• _Фрагмент документа_:
———

30 сентября 1917 года М. О. Гершензон писал Н. А. Бердяеву:
…Я думаю, что лучшие люди России разделились на две партии: партию сердца и партию идеи, идеологии; одним больно за живого человека, за нуждающихся и обремененных, другим – тебе в том числе – за государственность, за целость и мощь России… К обоим лагерям примкнули корыстные, дурные, – к Ленину – жадные, ищущие урвать себе клочок «счастья», к Струве и тебе – ищущие вернуть ранее завоеванное «счастье», промышленники и землевладельцы. Рабочие и крестьяне грабят Россию во имя личности, Рябушинский и Львов – во имя национальных ценностей!
В революционной демократии, которая вольно или невольно покрывала все это, люди не ощущали практической необходимости. Между тем Демократическое совещание породило еще один бесполезный институт – Предпарламент. Векторы эмоциональных устремлений культурных «верхов» и «низов» оказались разнонаправленными. Символично, что 25 октября 1917 года, в день захвата большевиками власти, в правосоциалистической газете меньшевик А. Н. Потресов заметил, что персонажам российского предпарламента история «обеспечит бессмертие комизма».
ЛЕВЫЙ МАРШ ИЛИ ПОГРОМНАЯ СТИХИЯ?
Некогда Ленин связывал ритм революции с «мерной поступью железных батальонов пролетариата». Происходило нечто иное. Сентябрь и октябрь сделались наиболее нервными, беспокойными и хаотичными месяцами революции.
Больным местом народного хозяйства оставалась инфраструктура, прежде всего железные дороги – именно с их проблемами связаны тяготы военных лет. Нельзя сказать, что в верхах этого не понимали. Еще в апреле новый министр путей сообщения Н. В. Некрасов пригласил Г. В. Плеханова возглавить комиссию по улучшению положения железнодорожников, а 27 мая издал документ, предусматривавший участие профсоюзов в управлении дорогами. Это была невиданная даже по тем временам мера. Справа этот циркуляр сравнивали с Приказом № 1. Впрочем, пронырливого Некрасова не любили даже однопартийцы-кадеты; похоже, у него не оставалось выбора. На посту министра он вел себя амбициозно и независимо: однажды его возмутило обращение предпринимателей, недовольных расследованием взятки «на какой-то южной железной дороге».

———

Записи с разметкой точками:

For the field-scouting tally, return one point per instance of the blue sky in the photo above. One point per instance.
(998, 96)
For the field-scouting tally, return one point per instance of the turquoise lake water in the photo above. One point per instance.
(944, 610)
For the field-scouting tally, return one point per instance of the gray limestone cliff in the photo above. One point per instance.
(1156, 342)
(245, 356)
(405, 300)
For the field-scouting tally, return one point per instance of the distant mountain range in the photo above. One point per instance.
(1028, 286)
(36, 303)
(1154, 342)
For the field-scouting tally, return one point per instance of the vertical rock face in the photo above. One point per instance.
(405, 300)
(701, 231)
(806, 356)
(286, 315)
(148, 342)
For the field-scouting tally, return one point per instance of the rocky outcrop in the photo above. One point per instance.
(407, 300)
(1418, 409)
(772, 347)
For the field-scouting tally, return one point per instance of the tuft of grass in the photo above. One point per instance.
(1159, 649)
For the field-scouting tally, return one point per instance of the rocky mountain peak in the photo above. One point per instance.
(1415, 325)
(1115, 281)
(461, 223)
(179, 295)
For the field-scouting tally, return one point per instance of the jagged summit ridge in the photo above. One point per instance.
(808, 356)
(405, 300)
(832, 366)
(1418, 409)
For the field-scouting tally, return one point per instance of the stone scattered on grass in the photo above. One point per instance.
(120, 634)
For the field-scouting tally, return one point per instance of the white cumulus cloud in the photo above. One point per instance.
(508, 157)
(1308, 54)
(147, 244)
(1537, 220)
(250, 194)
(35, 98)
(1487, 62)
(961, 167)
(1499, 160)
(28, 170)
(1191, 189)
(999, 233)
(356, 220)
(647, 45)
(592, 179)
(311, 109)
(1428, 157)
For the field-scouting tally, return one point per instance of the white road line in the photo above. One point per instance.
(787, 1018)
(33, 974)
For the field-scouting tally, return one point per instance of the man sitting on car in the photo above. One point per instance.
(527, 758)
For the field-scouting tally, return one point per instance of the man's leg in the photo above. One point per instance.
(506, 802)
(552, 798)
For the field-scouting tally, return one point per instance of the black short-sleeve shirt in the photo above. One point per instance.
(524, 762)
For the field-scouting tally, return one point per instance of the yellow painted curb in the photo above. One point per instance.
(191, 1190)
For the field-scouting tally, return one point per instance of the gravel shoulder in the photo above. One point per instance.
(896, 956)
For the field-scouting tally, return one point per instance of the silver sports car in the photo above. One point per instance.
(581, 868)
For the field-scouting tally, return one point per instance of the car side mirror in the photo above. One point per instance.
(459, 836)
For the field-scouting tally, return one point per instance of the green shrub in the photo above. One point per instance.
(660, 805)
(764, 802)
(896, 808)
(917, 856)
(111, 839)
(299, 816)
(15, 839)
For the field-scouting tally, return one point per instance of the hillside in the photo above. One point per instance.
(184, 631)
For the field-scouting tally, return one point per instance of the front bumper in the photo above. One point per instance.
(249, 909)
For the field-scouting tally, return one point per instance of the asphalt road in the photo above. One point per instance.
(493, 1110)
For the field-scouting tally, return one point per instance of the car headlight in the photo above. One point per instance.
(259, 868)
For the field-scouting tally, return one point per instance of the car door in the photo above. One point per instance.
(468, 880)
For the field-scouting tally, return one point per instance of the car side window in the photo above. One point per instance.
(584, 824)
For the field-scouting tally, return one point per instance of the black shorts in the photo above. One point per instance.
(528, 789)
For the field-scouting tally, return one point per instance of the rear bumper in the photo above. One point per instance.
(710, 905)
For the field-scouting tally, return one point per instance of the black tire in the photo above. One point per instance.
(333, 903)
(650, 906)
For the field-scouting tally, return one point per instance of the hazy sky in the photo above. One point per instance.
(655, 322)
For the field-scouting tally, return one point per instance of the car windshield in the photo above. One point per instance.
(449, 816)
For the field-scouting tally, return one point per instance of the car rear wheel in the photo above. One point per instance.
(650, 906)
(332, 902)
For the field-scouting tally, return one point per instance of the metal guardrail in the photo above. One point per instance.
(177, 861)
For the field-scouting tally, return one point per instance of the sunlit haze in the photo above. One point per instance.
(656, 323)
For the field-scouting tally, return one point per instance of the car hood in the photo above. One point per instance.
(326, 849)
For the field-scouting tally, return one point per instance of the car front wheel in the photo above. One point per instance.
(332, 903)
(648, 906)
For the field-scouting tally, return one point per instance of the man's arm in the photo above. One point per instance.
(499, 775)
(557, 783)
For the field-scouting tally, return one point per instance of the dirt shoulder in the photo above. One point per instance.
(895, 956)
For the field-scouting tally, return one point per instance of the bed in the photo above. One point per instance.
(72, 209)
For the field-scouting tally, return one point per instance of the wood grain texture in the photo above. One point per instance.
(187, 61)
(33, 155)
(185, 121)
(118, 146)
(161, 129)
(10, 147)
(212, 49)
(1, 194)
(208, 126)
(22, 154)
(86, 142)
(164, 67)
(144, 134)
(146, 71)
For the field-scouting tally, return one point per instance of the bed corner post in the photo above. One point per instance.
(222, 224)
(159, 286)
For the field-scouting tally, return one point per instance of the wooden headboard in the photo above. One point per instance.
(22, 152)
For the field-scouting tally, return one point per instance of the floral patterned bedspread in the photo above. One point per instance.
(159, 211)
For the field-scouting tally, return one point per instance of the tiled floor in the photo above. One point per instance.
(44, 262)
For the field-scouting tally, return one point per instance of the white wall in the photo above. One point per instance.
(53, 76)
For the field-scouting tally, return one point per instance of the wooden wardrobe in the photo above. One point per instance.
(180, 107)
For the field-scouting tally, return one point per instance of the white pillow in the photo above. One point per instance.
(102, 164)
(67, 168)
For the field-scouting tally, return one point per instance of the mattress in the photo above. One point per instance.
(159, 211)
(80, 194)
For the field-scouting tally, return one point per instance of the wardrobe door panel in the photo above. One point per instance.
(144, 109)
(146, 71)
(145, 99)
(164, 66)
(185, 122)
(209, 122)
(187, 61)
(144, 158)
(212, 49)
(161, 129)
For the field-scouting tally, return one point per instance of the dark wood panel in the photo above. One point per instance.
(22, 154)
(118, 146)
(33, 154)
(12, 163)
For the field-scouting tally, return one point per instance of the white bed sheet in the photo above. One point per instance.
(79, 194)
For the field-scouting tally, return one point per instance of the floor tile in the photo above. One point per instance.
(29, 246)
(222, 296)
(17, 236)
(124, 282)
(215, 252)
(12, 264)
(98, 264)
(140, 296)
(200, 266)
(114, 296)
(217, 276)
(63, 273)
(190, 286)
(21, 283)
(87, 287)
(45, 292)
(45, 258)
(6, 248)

———

• _Набор заданий_:
1. Перечислите всех людей, которые названы в отрывке о событиях 1917 года вместе с инициалами.
2. Внесите записи в CSV с двумя столбцами «текст» и «ответ»: начните со строки, где есть «of the dark», и закончите в конце записей, включив обе границы. Каждой записи отведите одну строку, каждое значение заключите в кавычки, а переносы строк замените пробелами.
Отрывок и записи никак не связаны друг с другом.

• _Ответы ниже_:
1. М. О. Гершензон, Н. А. Бердяев, А. Н. Потресов, Н. В. Некрасов, Г. В. Плеханов.

2.
текст,ответ
"For the field-scouting tally, return one point per instance of the dark wood panel in the photo above. One point per instance.","(22, 154) (118, 146) (33, 154) (12, 163)"
"For the field-scouting tally, return one point per instance of the white bed sheet in the photo above. One point per instance.","(79, 194)"
"For the field-scouting tally, return one point per instance of the floor tile in the photo above. One point per instance.","(29, 246) (222, 296) (17, 236) (124, 282) (215, 252) (12, 264) (98, 264) (140, 296) (200, 266) (114, 296) (217, 276) (63, 273) (190, 286) (21, 283) (87, 287) (45, 292) (45, 258) (6, 248)"